● **REQUIRED WORK**
**1)** In the passage on the electrolysis device's hydrogen piping, what makes water droplets that condense inside the first hydrogen gas supply pipe flow to the gas-liquid separator body?
**2)** Carry on the passage about the electrolysis device's hydrogen piping, starting after its last sentence.

● **SUPPLIED TEXT**
The first hydrogen gas supply pipe 78 connects the hydrogen gas outlet portion 76 and the hydrogen pump 80. In a state where the electrolysis device 10 is not inclined, the first hydrogen gas supply pipe 78 ascends from the hydrogen gas outlet portion 76 to the hydrogen pump 80 without descending. In other words, in the state where the electrolysis device 10 is not inclined, the first hydrogen gas supply pipe 78 descends from the hydrogen pump 80 to the hydrogen gas outlet portion 76 without ascending. Accordingly, water droplets condensed on the inner surface of the first hydrogen gas supply pipe 78 can be caused to flow to the gas-liquid separator body 38 by gravity. The hydrogen pump 80 pressure-feeds the hydrogen gas toward the hydrogen compression stack 22. Although not shown in detail, the hydrogen pump 80 may be supported by the support member 12. The position of the hydrogen pump 80 in the height direction is higher than the position of the hydrogen gas outlet portion 76 in the height direction.

Data entries
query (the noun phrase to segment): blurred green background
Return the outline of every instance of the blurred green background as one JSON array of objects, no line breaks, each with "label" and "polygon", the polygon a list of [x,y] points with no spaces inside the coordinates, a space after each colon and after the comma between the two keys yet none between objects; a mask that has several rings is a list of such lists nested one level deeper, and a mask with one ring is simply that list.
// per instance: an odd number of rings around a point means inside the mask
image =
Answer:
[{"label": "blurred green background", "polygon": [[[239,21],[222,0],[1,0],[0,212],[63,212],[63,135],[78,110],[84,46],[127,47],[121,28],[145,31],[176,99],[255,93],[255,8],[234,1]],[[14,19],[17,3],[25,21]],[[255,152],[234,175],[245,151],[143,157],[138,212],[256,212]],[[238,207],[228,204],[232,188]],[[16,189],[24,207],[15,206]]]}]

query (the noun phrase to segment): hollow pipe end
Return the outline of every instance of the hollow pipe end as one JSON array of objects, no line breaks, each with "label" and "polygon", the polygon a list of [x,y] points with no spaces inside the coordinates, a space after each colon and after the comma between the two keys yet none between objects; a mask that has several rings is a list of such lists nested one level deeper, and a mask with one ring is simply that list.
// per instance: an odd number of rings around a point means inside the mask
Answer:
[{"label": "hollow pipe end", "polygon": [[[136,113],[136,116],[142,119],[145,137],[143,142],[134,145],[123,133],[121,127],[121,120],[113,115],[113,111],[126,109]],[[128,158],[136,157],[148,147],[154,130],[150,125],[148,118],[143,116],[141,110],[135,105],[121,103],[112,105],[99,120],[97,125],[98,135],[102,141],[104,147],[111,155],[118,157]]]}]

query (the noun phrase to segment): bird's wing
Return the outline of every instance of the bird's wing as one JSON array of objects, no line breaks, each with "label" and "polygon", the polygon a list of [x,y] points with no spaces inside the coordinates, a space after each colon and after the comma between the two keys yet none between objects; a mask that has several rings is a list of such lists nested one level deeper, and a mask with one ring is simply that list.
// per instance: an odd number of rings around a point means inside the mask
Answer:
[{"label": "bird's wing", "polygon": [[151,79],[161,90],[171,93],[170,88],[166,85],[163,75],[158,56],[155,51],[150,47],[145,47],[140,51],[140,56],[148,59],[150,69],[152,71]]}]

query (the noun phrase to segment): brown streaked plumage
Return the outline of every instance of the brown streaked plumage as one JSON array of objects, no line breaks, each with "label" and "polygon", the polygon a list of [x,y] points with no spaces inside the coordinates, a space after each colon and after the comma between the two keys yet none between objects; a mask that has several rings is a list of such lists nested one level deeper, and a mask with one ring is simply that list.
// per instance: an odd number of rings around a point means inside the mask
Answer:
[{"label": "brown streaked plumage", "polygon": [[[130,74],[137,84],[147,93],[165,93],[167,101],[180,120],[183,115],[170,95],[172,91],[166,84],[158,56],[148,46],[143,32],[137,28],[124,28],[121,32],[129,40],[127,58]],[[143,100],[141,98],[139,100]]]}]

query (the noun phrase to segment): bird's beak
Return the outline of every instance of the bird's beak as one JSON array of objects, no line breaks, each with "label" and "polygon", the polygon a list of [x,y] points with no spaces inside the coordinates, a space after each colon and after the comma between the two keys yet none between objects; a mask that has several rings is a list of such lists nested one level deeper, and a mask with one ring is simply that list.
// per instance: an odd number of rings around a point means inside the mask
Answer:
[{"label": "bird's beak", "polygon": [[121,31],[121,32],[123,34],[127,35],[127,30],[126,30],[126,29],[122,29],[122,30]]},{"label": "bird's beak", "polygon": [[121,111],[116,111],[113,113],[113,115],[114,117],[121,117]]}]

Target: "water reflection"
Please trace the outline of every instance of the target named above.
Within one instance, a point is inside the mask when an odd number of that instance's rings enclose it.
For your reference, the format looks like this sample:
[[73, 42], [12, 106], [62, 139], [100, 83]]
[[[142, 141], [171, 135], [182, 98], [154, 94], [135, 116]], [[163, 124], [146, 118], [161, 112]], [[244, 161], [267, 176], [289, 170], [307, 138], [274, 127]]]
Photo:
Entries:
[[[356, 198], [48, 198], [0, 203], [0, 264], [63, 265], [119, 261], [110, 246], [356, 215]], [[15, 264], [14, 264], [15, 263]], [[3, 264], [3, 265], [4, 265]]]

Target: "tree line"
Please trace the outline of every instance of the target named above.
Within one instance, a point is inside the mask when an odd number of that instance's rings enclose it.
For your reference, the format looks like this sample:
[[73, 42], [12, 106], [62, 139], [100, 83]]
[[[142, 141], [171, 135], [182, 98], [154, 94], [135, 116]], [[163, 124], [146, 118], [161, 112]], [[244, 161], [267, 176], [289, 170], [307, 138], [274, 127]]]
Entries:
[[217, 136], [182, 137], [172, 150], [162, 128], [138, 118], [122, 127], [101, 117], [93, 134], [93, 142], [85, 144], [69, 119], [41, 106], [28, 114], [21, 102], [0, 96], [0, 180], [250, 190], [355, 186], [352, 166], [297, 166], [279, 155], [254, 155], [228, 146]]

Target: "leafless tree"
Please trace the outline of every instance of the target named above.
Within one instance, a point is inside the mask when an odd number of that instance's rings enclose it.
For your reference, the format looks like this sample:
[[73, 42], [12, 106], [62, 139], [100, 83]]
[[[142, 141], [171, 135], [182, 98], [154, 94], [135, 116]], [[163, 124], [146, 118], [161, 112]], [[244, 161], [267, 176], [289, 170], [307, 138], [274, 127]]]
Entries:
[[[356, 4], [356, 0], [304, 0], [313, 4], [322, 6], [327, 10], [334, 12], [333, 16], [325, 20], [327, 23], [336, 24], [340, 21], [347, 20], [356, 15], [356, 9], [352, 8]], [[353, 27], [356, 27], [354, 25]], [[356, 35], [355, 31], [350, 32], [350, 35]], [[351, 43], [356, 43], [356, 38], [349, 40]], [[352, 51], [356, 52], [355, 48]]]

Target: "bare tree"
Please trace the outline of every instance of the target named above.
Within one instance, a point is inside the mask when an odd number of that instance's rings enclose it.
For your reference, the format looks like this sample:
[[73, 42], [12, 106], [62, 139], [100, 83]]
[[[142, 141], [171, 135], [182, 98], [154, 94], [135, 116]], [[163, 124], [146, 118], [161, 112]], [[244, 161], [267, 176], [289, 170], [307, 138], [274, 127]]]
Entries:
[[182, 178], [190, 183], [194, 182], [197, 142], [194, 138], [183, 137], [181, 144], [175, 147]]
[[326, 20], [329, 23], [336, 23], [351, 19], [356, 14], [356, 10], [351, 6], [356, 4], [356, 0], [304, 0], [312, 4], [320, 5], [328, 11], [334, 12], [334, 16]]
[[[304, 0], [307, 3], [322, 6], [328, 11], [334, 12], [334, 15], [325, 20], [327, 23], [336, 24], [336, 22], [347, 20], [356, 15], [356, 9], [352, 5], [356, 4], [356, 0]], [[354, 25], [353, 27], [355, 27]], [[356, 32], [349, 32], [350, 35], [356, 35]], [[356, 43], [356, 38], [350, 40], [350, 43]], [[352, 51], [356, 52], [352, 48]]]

● **EXERCISE ANSWERS**
**1)** Gravity.

**2)**
The second hydrogen gas supply pipe 82 connects the hydrogen pump 80 and the hydrogen gas inlet portion 84. In a state where the electrolysis device 10 is not inclined, the second hydrogen gas supply pipe 82 ascends from the hydrogen pump 80 to the hydrogen gas inlet portion 84 without descending. In other words, in the state where the electrolysis device 10 is not inclined, the second hydrogen gas supply pipe 82 descends from the hydrogen gas inlet portion 84 to the hydrogen pump 80 without ascending. Thus, water droplets condensed on the inner surface of the second hydrogen gas supply pipe 82 can be caused to flow to the gas-liquid separator body 38 via the hydrogen pump 80 and the first hydrogen gas supply pipe 78 by gravity. Therefore, it is possible to suppress the introduction of the condensed water from the hydrogen gas supply flow path 24 into the hydrogen compression stack 22.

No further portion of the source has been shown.